Task goal | Count the lines in the entries below that contain the string "black", treating uppercase and lowercase as different. Reply with only the number.

Input data |
◇ ◇ ◇

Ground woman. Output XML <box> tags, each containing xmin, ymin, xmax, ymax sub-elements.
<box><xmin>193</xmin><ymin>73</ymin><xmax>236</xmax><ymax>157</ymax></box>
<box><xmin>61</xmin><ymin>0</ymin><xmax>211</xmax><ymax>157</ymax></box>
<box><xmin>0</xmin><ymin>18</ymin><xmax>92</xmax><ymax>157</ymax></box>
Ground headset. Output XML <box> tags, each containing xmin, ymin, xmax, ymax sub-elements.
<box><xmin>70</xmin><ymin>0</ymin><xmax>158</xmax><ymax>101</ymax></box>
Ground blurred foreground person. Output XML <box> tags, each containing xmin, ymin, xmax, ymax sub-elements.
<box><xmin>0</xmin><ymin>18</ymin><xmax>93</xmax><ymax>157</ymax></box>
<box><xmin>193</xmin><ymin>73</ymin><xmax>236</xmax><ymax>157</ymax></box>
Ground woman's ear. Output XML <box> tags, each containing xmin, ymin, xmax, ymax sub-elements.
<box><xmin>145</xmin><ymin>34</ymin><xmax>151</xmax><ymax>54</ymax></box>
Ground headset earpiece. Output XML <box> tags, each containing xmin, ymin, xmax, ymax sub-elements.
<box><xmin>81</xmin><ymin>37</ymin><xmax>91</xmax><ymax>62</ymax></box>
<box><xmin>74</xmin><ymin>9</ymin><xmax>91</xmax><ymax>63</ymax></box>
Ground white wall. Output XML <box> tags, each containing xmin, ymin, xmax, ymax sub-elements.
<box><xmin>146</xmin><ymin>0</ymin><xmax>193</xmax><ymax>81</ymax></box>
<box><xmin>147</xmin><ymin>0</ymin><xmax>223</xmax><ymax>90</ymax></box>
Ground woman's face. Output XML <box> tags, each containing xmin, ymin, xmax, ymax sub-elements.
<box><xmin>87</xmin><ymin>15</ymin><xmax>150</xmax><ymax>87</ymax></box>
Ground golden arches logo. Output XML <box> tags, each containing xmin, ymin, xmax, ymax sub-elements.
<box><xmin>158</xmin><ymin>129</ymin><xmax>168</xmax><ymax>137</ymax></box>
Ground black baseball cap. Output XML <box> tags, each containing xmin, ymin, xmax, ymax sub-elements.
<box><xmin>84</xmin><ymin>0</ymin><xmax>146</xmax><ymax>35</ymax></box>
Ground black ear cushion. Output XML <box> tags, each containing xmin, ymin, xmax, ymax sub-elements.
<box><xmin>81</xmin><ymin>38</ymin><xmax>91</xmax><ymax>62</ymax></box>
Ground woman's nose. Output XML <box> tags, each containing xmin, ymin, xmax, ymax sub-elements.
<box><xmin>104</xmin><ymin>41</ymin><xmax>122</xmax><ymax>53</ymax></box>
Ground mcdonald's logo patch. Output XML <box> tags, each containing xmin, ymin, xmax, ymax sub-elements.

◇ ◇ ◇

Task solution | 2